Dataset rows
──────────

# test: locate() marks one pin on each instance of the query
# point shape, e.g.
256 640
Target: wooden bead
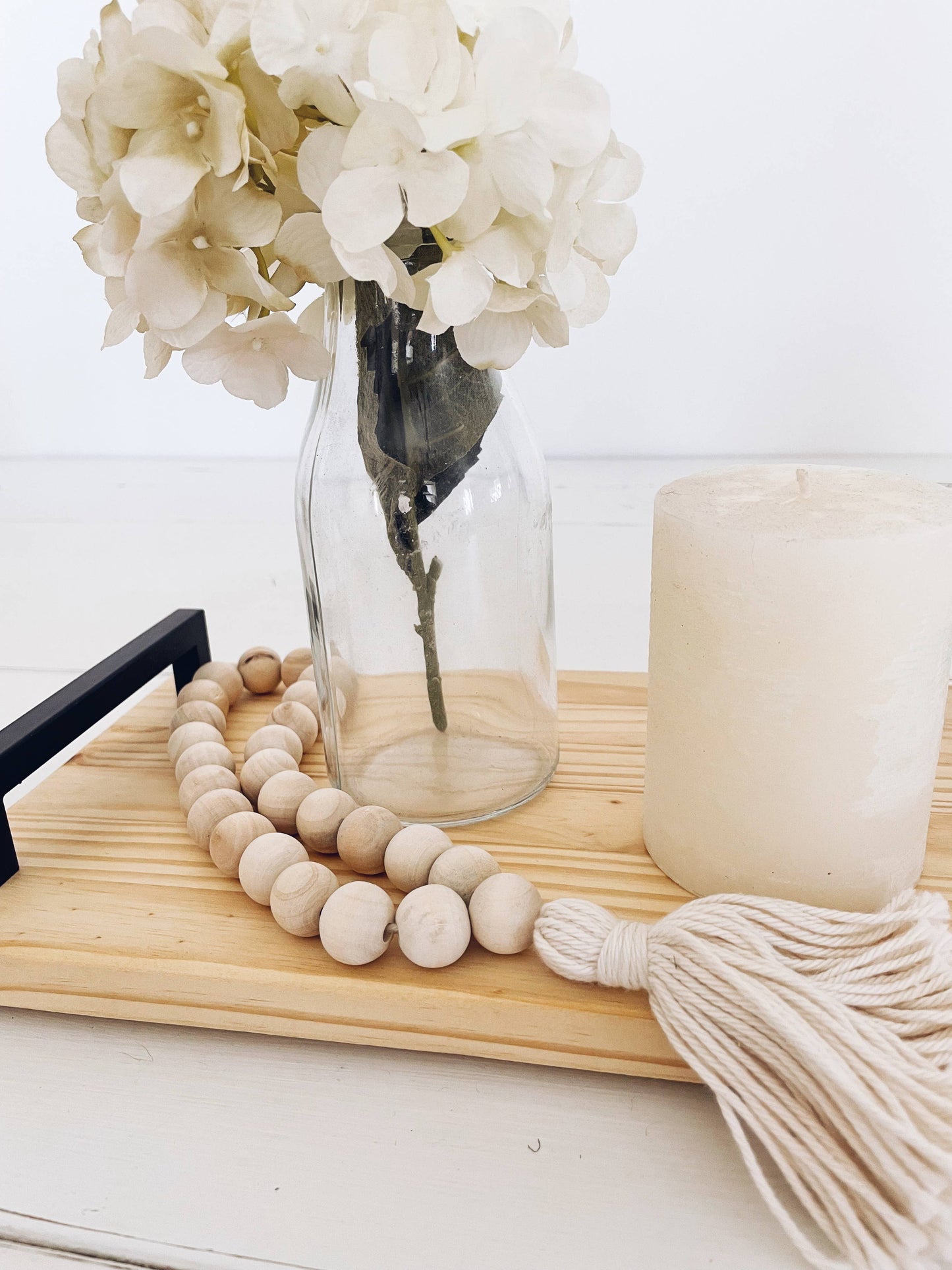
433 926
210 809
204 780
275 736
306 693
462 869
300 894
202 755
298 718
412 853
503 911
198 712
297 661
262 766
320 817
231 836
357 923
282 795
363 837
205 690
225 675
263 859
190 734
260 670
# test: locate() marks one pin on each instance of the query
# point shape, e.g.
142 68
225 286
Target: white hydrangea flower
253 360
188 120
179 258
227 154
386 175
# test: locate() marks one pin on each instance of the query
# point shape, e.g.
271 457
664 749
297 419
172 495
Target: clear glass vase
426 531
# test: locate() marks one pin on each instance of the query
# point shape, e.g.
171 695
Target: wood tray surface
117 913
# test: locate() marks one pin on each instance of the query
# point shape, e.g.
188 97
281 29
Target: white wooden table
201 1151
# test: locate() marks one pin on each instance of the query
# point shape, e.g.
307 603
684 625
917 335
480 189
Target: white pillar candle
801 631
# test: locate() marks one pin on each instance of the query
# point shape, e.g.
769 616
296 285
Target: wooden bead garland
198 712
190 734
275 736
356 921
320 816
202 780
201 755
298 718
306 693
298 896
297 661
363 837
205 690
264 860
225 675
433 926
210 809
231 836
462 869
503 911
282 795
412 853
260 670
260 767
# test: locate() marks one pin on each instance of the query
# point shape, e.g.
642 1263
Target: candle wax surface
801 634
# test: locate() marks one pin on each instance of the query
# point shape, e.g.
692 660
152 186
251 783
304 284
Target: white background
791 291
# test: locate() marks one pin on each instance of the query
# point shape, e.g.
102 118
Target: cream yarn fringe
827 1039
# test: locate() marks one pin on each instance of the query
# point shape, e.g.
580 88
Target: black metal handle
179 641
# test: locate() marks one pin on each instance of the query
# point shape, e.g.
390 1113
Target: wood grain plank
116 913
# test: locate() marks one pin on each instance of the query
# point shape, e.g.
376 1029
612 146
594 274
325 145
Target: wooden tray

──────────

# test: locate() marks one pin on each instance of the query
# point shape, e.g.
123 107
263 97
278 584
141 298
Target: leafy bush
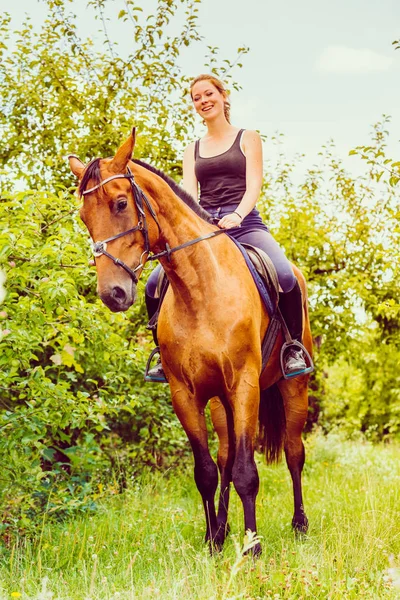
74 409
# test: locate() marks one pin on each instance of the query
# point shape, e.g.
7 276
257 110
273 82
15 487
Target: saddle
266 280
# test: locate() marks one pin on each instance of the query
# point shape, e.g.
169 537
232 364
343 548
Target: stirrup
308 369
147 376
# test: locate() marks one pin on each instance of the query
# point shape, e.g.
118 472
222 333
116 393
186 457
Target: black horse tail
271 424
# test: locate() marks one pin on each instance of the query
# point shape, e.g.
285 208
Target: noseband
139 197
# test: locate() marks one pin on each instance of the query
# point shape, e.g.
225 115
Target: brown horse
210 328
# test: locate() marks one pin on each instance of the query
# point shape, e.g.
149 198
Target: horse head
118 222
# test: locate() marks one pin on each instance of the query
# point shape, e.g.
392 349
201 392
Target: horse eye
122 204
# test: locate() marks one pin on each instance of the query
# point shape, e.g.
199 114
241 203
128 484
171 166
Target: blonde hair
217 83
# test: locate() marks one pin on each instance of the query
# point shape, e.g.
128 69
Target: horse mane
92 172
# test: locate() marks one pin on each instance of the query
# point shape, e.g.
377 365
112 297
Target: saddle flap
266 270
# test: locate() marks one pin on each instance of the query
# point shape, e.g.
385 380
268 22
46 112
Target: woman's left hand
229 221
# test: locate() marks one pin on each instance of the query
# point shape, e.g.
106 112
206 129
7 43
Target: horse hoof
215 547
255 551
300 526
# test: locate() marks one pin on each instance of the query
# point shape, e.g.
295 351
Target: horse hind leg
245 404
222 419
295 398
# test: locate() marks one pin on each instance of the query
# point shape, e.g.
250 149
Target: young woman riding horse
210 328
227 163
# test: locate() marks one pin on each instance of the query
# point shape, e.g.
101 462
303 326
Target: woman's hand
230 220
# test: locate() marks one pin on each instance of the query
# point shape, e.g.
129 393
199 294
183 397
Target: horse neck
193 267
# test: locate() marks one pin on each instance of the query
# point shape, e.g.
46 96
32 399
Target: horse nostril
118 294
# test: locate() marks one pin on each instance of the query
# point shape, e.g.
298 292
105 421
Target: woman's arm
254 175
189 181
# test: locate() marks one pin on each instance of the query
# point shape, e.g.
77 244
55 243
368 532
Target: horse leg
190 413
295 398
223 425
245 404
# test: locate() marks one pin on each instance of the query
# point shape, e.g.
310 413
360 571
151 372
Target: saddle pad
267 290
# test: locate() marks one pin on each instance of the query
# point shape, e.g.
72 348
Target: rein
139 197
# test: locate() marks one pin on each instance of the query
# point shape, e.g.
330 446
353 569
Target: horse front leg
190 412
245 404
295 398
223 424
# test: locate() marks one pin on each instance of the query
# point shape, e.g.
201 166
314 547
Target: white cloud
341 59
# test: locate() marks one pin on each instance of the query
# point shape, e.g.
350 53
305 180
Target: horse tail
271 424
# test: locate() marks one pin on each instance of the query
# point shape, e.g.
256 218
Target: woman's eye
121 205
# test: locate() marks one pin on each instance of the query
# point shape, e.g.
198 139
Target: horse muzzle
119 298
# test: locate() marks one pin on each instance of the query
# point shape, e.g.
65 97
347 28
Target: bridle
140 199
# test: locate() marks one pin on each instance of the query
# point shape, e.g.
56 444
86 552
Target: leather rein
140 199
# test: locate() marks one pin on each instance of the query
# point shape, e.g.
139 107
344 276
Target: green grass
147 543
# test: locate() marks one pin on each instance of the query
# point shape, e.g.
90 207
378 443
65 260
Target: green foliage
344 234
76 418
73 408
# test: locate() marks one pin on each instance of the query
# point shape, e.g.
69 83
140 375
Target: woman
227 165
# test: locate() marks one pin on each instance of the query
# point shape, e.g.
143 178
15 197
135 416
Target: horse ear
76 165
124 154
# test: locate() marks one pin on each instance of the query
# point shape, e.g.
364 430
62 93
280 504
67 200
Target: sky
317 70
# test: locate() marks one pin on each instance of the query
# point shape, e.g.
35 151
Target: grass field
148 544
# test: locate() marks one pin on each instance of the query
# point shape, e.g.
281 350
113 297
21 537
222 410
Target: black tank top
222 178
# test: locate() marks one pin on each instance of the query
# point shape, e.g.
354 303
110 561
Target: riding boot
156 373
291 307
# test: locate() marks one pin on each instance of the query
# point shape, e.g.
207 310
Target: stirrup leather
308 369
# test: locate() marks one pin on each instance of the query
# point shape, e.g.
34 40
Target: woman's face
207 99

──────────

The task:
Show each line of the rows above that contains the word "surface", copying every such line in full.

The result:
Target: wood tray surface
Target: candle wax surface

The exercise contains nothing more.